> _What to work on_:
1. Translate the sentence "Let's imagine an alternate universe." from the article on taxes into Spanish.
2. Rewrite the part of the article on taxes that opens with the words containing "But have you" and closes with "Neither have I.", replacing "speech" with "address".

> _Text provided_:
-*-*-
Read My Lips: We Need These Taxes
Let's imagine an alternate universe. The U.S. government is running a large and growing deficit. Not far down the road it faces huge increases in Social Security and Medicare costs. Naturally, the candidates for president want to remedy this by raising revenue. They don't want us to bequeath bigger deficits to our children or stake our future on foreigners' willingness to keep lending us money.
But have you heard this speech? "My fellow Americans, I have a plan to raise taxes so that the budget will be closer to balance and future Americans won't have to worry about their retirement security." Neither have I.
Somebody, though, should be giving it. The U.S. budget deficit will be $400 billion -- or 3 percent of the gross domestic product -- this year, according to the Center on Budget and Policy Priorities. And it's growing. A gas-tax "holiday" (as advocated by John McCain) or a middle-class cut in the payroll tax (candy from Barack Obama) are pandering and will only make things worse. How would a conscientious president deal with the deficit and also make the system fairer? Here are five relatively painless ways.
1. End preferential treatment for private equity fund managers.
When you and I earn ordinary income, we pay a maximum rate of 35 percent in taxes. The max for private equity fund managers is 15 percent. This includes folks like Stephen Schwarzman, the head of Blackstone, whose net worth has been estimated at $7.8 billion and who (when he's not in St. Tropez or sundry other vacation digs) lives in the former Park Avenue apartment of John D. Rockefeller Jr.
Why do fund managers pay less? To encourage investment, the tax system charges a lower rate -- 15 percent -- on capital gains. No one objects to fund managers paying that rate on the profits they earn on their own capital. But here's the rub: Most of their profits come from investing other people's money. Typically, for every dollar their investors earn, the managers take a 20 percent cut. This is, in effect, a fee -- or ordinary income. Why shouldn't a Schwarzman or a Henry Kravis of Kohlberg Kravis Roberts & Co. be assessed the same rate on their fee income as anyone else? And since this wouldn't affect the people putting up the money, it would have no effect on total investment or economic growth. This change would raise only $3 billion a year, but on simple fairness, it's a must.
2. Raise the cap on the payroll tax.
-*-*-
> _Dataset_:

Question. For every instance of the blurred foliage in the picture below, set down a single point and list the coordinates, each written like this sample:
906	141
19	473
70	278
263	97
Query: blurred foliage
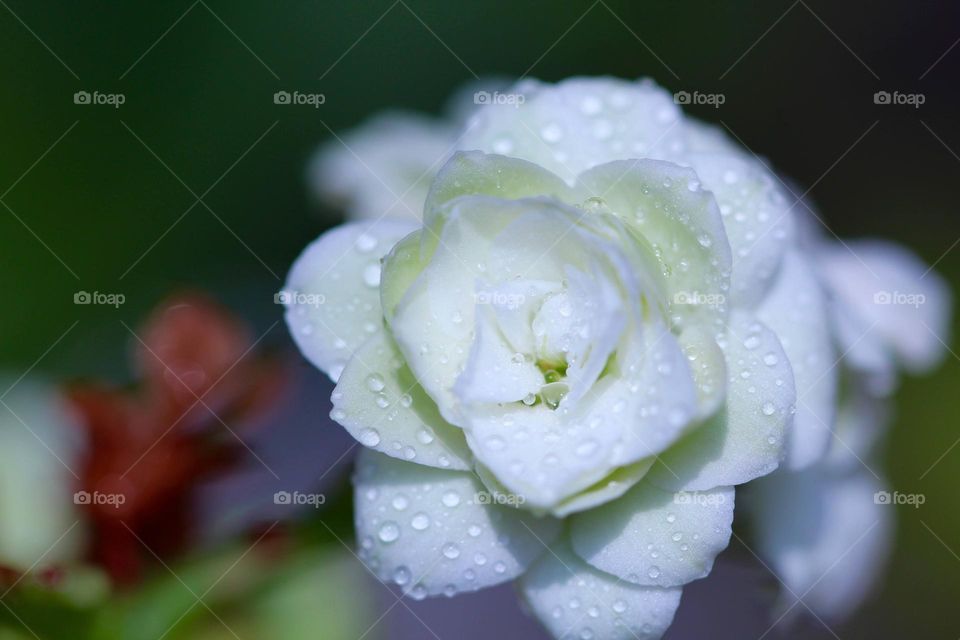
116	198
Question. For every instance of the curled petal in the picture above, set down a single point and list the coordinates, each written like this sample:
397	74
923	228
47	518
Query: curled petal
654	537
574	600
378	401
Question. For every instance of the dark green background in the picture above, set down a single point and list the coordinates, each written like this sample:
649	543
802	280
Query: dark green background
200	98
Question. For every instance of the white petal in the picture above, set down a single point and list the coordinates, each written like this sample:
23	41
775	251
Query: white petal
579	123
548	456
709	368
756	215
824	535
575	601
384	167
494	373
434	321
378	401
654	537
747	440
332	293
477	173
429	531
610	488
890	293
679	224
796	311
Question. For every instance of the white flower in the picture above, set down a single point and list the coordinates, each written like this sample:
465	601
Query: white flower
38	445
596	332
827	530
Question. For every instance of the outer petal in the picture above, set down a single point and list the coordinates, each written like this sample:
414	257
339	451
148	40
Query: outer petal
579	123
892	293
746	440
656	538
378	401
429	531
796	311
825	535
756	215
384	167
679	224
332	293
576	601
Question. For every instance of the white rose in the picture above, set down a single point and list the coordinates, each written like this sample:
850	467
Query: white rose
601	325
587	343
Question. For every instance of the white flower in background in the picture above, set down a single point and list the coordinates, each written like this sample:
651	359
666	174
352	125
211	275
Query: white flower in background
383	168
602	325
38	441
828	530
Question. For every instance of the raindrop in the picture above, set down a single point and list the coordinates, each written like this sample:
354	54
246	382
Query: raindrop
389	531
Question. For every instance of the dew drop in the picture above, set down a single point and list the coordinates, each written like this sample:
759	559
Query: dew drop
420	521
389	531
370	437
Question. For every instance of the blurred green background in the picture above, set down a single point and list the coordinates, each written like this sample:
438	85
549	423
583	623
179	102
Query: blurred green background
104	199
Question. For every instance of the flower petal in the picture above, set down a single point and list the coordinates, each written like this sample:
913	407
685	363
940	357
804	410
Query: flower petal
796	311
548	456
434	321
654	537
332	293
574	600
680	225
747	439
478	173
610	488
756	215
380	404
891	292
429	531
825	535
579	123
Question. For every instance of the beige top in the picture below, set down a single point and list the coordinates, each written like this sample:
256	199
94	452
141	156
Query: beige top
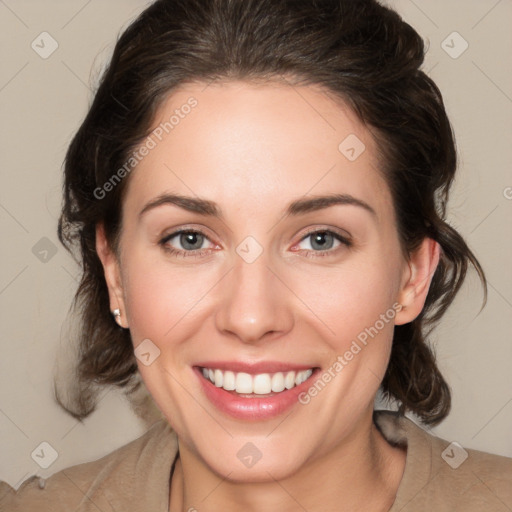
-*-*-
> _Exercise solutions_:
1. Imaginemos un universo alternativo.

2.
But have you heard this address? "My fellow Americans, I have a plan to raise taxes so that the budget will be closer to balance and future Americans won't have to worry about their retirement security." Neither have I.